§ **Work order**
Faithfully repeat all of the records, as they are written below.
*** Begin section ***
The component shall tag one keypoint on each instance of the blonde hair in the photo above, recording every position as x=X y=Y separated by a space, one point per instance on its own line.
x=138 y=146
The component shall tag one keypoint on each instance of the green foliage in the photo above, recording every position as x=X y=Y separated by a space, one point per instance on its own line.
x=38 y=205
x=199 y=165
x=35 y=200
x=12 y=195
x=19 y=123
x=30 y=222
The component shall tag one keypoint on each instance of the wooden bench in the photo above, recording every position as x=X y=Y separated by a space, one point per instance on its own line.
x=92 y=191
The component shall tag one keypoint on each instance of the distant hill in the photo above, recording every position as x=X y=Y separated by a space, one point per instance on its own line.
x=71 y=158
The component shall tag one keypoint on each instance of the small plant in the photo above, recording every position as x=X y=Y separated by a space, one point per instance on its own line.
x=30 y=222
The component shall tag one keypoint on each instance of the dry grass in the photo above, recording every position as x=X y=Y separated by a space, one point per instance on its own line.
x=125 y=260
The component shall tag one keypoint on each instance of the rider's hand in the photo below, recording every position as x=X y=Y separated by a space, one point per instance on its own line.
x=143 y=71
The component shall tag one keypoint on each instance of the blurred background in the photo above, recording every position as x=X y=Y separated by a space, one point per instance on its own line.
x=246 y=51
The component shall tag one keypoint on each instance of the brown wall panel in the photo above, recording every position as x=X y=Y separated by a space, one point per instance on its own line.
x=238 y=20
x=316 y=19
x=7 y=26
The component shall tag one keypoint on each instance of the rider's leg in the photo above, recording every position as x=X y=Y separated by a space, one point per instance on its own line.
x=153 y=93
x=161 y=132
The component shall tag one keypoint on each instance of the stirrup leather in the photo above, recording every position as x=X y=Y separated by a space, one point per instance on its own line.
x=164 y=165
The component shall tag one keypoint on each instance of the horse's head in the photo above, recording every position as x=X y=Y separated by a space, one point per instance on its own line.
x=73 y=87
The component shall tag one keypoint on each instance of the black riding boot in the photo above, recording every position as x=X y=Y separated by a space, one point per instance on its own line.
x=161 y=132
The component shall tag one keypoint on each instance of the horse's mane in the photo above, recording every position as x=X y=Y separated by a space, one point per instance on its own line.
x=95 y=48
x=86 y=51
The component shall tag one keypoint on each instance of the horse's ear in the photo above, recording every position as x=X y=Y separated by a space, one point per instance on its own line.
*** End section ***
§ **Finished exercise**
The component shall tag one keypoint on each instance of the blonde hair in the photo above, recording every position as x=X y=Y separated by a space, one point per instance on its own line.
x=138 y=146
The component shall tag one keypoint on each instance of the green foliage in the photo above, recording every position as x=X y=Y separated by a space, one point per instance on its own line.
x=38 y=205
x=199 y=165
x=35 y=200
x=12 y=195
x=19 y=123
x=30 y=222
The component shall tag one keypoint on each instance of the wooden bench in the photo above, recording every position as x=X y=Y separated by a space, one point per instance on its own line.
x=92 y=191
The component shall tag one keypoint on each instance of the distant hill in the photo above, recording every position as x=X y=Y separated by a space, one point per instance on its own line.
x=71 y=158
The component shall tag one keypoint on each instance of the small plant in the photo above, recording every position as x=X y=Y separated by a space, one point per instance on its own line.
x=30 y=222
The component shall tag one keypoint on each instance of the dry grass in the photo above, recording every position as x=X y=Y separated by a space, one point per instance on its own line.
x=125 y=260
The component shall tag one keypoint on each instance of the rider's hand in the photo below, recording every position as x=X y=Y separated by a space, one point per instance on its own line.
x=143 y=71
The component shall tag one keypoint on each instance of the blurred background in the photo above, recording every position as x=X y=Y separated by a space, one point per instance on its own line.
x=246 y=51
The component shall tag one keypoint on each instance of the brown wall panel in the photo above, recording every position as x=X y=Y separated by a space, one point per instance on its own line.
x=238 y=20
x=316 y=19
x=7 y=26
The component shall tag one keypoint on each instance of the rider's leg in the photo above, recording every position as x=X y=Y separated by a space, one point per instance on its own line.
x=153 y=93
x=161 y=132
The component shall tag one keypoint on each instance of the stirrup leather in the photo above, recording every position as x=X y=Y separated by a space, one point per instance on its own line.
x=164 y=165
The component shall tag one keypoint on each instance of the horse's head in the photo above, recording every position as x=X y=Y separated by a space, one point per instance on its own line.
x=73 y=87
The component shall tag one keypoint on each instance of the black riding boot in the photo above, recording every position as x=X y=Y separated by a space, one point per instance on its own line.
x=161 y=132
The component shall tag one keypoint on each instance of the horse's mane in the photo above, recording every position as x=X y=Y separated by a space, one point per instance on its own line.
x=95 y=48
x=86 y=51
The component shall tag one keypoint on each instance of the horse's ear in the photo above, recording every position as x=X y=Y separated by a space, one point per instance on its own line.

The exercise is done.